RADD: Retrieval-Augmented Discrete Diffusion for Multi-Modal Knowledge Graph Completion
Multi-modal knowledge graph completion (MMKGC) aims to predict missing entities in a graph by using structural, visual, and textual information. A common problem in existing models is that they rely on a single "scorer" to perform two different tasks: searching through the entire set of possible entities and making a final, precise decision. The authors argue that these two tasks require different approaches—global search needs broad, high-recall efficiency, while final decision-making requires fine-grained, sharp discrimination. By forcing a single model to do both, performance is compromised. To solve this, the authors propose the RADD framework, which separates these tasks into two specialized modules.
Decoupling Search and Precision
The RADD framework splits the workload into two distinct stages. First, a relation-aware multimodal retriever scans the entire entity set to identify a small, high-quality "shortlist" of candidates. This retriever is designed for speed and broad coverage. Once this shortlist is formed, a second module—a conditional discrete denoiser—takes over. This denoiser focuses exclusively on the shortlist, performing fine-grained analysis to select the correct entity. By ensuring that the retriever handles the "search" and the denoiser handles the "precision," the model avoids the bottlenecks found in traditional single-scorer systems.
How the Components Work
The retriever uses a "relation gate" to combine structural, visual, and textual data, allowing the model to emphasize the most relevant information for any given relationship. The denoiser, meanwhile, operates as a discrete diffusion model. Instead of working with continuous vectors that require complex conversion, it predicts clean entity identities directly as discrete indices. During training, the two modules are linked through a process called teacher-student distillation, where the retriever’s knowledge is transferred to the denoiser. This ensures that the denoiser begins its work with a probability distribution already focused on the most plausible candidates.

■ ■ ■ ■

§ ACTIVITY:
Please continue the text on the RADD framework for multi-modal knowledge graph completion from where it stops. The entries after this point are separate material and are not part of the RADD text.

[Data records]
■ ■ ■ ■

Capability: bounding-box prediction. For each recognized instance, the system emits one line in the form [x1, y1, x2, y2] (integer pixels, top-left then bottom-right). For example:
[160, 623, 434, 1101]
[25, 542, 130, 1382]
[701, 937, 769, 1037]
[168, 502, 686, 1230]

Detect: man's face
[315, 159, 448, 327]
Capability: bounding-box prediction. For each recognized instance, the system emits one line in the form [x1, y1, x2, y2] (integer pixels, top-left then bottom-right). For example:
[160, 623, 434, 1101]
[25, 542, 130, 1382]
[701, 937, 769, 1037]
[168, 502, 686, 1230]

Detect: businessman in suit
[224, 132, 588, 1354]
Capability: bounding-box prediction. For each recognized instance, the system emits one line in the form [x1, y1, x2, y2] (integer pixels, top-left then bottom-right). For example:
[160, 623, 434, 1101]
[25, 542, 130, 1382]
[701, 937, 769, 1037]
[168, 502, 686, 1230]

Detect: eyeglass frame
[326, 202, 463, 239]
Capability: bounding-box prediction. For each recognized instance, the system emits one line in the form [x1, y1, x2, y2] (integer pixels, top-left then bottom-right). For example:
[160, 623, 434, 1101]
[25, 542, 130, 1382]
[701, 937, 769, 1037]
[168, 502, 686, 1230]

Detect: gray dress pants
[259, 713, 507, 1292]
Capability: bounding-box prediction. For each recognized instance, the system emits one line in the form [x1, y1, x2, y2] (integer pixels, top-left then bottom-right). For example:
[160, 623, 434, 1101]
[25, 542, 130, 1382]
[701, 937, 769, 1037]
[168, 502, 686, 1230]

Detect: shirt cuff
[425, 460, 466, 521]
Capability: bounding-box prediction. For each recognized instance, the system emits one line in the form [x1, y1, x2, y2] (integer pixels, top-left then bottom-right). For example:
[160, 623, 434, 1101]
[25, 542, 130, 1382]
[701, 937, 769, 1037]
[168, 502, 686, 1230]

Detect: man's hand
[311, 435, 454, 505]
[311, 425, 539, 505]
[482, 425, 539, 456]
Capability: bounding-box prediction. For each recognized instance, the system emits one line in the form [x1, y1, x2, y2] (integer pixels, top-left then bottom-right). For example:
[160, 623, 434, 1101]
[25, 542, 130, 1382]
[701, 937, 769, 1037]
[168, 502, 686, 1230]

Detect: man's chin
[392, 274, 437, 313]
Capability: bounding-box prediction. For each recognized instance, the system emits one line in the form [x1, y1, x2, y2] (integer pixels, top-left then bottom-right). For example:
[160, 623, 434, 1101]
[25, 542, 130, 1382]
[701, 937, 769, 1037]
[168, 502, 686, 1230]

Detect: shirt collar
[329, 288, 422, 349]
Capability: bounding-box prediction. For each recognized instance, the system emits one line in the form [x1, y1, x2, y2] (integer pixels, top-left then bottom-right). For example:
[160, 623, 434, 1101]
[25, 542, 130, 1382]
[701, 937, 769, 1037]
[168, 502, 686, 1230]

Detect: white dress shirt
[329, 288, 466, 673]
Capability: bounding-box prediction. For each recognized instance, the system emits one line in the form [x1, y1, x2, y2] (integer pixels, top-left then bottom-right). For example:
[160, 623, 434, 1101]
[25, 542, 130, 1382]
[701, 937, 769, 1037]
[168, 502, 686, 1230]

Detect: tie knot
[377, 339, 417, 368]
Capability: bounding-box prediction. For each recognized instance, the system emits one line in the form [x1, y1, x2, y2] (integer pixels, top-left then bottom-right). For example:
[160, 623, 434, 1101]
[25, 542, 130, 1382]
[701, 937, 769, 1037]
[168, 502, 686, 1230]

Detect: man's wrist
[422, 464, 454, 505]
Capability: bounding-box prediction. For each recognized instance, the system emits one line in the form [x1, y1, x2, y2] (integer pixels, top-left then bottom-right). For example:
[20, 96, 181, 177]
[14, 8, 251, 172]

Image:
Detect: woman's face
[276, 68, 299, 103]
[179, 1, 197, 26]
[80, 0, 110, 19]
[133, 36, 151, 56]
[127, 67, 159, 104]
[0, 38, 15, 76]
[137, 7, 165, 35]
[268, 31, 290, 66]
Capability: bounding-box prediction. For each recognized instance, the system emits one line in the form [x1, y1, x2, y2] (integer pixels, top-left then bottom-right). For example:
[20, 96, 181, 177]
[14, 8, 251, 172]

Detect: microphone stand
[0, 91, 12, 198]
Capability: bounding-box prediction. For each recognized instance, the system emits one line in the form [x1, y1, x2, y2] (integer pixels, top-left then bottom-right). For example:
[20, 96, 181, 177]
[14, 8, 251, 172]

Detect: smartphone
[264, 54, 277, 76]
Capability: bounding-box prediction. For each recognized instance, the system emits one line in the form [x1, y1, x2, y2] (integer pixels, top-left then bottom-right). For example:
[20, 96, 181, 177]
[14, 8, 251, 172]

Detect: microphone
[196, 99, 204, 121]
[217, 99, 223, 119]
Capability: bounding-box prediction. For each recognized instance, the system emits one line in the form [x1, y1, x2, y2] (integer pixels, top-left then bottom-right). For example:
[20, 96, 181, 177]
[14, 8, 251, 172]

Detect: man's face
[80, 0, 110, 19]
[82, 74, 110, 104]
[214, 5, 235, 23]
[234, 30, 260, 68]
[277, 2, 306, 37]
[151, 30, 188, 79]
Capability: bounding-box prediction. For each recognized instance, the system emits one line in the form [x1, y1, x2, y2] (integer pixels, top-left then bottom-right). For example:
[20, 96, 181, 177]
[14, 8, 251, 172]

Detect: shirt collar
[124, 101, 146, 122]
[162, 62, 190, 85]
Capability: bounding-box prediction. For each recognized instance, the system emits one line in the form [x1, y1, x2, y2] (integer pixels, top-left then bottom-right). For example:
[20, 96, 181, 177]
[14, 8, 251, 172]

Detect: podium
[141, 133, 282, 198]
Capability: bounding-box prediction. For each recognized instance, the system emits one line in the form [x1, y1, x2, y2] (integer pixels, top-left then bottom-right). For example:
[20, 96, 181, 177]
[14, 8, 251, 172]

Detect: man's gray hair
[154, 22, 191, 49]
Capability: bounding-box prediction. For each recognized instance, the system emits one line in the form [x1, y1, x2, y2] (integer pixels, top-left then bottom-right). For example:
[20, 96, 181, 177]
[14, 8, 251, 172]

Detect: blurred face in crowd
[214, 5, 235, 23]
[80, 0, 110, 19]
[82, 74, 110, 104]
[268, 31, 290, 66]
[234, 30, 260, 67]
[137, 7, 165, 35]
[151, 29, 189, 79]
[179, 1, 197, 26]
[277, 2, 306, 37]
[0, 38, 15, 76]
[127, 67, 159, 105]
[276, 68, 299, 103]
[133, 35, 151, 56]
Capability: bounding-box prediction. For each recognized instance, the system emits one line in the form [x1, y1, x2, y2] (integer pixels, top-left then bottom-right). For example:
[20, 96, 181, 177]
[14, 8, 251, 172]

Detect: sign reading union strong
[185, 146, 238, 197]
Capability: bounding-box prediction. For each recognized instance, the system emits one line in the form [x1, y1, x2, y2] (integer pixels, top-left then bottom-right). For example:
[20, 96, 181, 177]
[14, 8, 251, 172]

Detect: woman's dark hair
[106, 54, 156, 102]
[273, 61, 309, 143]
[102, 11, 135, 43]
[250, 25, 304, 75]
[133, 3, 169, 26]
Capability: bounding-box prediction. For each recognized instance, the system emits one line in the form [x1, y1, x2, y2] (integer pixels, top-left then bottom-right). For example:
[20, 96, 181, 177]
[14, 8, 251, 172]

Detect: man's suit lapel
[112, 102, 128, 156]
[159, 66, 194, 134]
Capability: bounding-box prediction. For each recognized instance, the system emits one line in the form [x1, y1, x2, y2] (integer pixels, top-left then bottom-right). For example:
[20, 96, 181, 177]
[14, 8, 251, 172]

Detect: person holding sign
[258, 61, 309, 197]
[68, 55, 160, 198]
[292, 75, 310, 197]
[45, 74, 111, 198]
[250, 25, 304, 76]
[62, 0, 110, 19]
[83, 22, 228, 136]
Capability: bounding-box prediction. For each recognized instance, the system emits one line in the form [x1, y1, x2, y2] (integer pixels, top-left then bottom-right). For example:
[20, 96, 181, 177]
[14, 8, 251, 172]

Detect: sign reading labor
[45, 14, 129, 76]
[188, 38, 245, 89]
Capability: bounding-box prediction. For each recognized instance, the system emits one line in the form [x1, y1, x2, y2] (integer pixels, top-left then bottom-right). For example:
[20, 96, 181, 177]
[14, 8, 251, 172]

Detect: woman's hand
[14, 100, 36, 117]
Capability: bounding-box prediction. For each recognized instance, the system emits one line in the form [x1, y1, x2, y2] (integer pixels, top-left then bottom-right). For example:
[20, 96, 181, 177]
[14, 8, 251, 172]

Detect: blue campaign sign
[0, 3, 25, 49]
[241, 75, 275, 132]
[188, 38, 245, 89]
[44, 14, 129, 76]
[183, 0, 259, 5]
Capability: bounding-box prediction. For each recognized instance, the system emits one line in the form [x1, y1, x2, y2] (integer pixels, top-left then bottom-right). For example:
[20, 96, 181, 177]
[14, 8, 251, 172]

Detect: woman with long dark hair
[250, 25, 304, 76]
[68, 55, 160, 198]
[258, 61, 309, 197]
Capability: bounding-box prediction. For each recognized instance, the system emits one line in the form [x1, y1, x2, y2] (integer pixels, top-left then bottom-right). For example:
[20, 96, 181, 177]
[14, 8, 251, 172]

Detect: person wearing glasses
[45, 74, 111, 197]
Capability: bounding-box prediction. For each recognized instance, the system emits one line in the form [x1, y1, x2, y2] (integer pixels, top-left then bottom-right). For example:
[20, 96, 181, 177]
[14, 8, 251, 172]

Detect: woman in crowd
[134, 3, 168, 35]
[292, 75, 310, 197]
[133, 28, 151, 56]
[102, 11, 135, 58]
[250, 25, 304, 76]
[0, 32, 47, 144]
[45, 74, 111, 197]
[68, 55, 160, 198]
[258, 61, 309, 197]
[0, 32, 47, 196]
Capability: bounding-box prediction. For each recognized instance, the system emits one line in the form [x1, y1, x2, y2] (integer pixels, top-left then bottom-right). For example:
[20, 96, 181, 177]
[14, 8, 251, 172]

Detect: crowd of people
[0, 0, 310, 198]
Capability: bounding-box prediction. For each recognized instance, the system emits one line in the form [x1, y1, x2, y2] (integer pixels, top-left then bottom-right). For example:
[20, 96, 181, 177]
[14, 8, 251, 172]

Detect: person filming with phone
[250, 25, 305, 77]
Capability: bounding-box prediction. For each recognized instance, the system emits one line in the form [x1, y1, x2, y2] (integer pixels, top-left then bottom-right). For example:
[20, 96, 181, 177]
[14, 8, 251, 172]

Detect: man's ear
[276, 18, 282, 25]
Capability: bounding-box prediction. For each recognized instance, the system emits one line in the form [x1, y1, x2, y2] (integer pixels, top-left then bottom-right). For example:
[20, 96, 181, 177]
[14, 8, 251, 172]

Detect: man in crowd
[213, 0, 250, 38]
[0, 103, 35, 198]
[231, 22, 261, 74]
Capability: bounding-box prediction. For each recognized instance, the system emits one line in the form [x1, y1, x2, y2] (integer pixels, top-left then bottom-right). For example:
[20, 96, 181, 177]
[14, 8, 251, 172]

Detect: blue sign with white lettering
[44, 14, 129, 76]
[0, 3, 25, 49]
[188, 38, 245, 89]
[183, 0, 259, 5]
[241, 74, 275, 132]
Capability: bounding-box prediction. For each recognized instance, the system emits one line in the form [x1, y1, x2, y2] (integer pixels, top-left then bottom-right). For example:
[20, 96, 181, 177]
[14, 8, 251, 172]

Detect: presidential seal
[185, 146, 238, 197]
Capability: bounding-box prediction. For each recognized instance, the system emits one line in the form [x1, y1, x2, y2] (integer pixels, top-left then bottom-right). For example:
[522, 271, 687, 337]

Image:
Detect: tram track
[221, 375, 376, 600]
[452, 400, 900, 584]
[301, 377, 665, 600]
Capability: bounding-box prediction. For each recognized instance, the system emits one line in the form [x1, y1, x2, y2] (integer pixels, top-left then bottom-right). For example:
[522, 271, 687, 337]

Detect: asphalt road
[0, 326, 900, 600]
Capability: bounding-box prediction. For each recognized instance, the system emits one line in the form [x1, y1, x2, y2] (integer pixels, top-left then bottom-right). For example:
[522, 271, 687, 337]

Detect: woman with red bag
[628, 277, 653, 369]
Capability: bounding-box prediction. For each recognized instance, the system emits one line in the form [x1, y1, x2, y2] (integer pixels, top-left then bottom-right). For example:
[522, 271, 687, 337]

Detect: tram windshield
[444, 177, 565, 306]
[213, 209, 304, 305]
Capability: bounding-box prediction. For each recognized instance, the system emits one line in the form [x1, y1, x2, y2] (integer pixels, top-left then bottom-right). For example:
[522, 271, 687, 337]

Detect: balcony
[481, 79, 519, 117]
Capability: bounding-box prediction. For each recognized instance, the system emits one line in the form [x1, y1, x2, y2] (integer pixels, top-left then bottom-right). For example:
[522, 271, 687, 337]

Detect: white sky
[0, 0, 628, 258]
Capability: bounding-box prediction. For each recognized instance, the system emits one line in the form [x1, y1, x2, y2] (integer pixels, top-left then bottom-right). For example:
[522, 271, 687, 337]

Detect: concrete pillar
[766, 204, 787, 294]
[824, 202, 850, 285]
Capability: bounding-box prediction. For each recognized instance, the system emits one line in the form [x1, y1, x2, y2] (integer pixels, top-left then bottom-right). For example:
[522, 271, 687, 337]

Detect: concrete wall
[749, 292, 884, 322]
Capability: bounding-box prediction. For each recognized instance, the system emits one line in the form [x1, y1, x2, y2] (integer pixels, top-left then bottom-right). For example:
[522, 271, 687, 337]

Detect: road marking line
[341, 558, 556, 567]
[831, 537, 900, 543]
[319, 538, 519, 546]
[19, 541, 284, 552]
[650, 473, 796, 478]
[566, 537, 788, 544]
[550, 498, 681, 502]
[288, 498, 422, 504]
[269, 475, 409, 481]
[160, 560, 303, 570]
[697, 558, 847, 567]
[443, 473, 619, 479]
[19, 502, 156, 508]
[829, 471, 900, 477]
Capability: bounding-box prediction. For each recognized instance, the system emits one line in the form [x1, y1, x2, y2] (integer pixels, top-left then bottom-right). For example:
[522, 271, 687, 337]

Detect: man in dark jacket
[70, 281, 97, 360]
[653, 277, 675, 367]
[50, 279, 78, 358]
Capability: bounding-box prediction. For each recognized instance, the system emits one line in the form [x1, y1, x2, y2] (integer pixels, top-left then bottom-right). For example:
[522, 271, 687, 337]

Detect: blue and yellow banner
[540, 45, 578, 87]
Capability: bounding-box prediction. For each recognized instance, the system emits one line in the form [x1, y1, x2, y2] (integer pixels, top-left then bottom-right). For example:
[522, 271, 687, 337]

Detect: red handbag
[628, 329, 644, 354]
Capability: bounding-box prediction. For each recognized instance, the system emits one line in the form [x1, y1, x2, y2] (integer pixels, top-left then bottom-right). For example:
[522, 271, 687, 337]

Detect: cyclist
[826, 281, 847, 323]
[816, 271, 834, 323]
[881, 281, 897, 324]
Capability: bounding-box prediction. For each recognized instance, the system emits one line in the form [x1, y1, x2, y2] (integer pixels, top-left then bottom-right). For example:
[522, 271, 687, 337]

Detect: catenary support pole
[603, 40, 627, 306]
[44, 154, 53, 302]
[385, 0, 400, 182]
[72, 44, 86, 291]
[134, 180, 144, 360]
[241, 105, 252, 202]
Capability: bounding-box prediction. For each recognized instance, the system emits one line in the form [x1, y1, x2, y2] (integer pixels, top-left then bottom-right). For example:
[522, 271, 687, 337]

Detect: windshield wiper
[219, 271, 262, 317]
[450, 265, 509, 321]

■ ■ ■ ■

§ EXPECTED ANSWER:
Performance and Results
The authors tested RADD against 27 different baselines, including traditional KGC models, multimodal approaches, and LLM-augmented systems. Across three standard benchmarks, RADD consistently achieved the best performance. The experiments also highlighted the importance of the "Diff-Rerank" inference mechanism, which enforces a strict rule: the denoiser can only rank entities that the retriever has already included in its shortlist. This ensures that the final output is always constrained by the high-recall search performed in the first stage.
Key Takeaways
The research demonstrates that the "dual-objective coupling" of search and precision is a major structural bottleneck in current MMKGC models. By treating the task as a retrieval-augmented discrete diffusion problem, the authors provide a principled way to allocate these objectives to the modules best suited for them. The study also notes that head and tail prediction in knowledge graphs are inherently asymmetric—head prediction is often more difficult—and the RADD framework addresses this by using an asymmetric loss function that provides extra training focus on the harder task.